Source text
━━━━━━━━━━━━━━━━

WA’s tire fee pays for ferries, not cleaning up Richland tire dump | Editorial
AI-generated summary reviewed by our newsroom.
- State tire fee revenue largely funds transportation, not cleanup of tire dumps.
- Richland holds 7,100 tons of tires; cleanup estimate stands at $1.1–$1.6 million.
- Legislators should redirect tire fees to remediation before funding ferry projects.
Richland’s massive tire dump on Twin Bridges Road is a disaster waiting to happen. More than two decades ago, state lawmakers pledged to make cleaning up such hazardous sites a priority. It is past time they deliver.
The Richland tire dump started with so much promise in 2000. It was going to be an environmental showcase that demonstrated new uses for rubber from old tires.
That never happened, and the tires piled up over years. Today the site is the largest tire dump in the state, weighing in at 7,100 tons. That is roughly 18 times the combined heft of the other 48 land-based tire heaps documented in a 2023 Washington Department of Ecology report.
In addition to being blights upon the landscape, tire dumps can leach toxic chemicals into soil and groundwater and serve as massive breeding grounds for West Nile Virus-bearing mosquitoes, as well as potentially disease-carrying rats.
The risk of fire, which would emit toxic pollutants, is also worrisome, as veterans of the “Mount Firestone” blaze in Everett in 1984 can attest. “It was as if Godzilla showed up in the backyard … but there’s nothing anybody can do about it. You just don’t go there,” a resident later recalled to the Daily Herald in Everett.
The city of Richland pushed for years to have the Twin Bridges site cleaned up. Unfortunately, corporate shell games and the departure of the previous owners have prevented holding anyone accountable.

━━━━━━━━━━━━━━━━

Extracted material
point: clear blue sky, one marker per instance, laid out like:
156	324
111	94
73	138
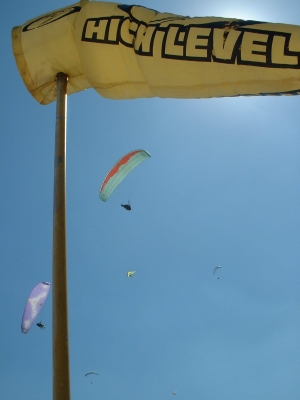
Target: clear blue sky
221	188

━━━━━━━━━━━━━━━━

Work instructions
**1)** According to the editorial on the Richland tire dump, how many tons of tires does the Twin Bridges Road site hold?
**2)** List every hazard or harm of tire dumps that the editorial on the Richland tire dump names.
**3)** The editorial on the Richland tire dump says no one has been held accountable for the Twin Bridges site. What reason does it give?

Responses in order
**1)** 7,100 tons.

**2)**
- Being blights upon the landscape
- Leaching toxic chemicals into soil and groundwater
- Serving as breeding grounds for West Nile Virus-bearing mosquitoes
- Serving as breeding grounds for potentially disease-carrying rats
- The risk of fire, which would emit toxic pollutants

**3)** The editorial blames corporate shell games and the departure of the previous owners. These have kept anyone from being held accountable, even though the city of Richland pushed for years to have the site cleaned up.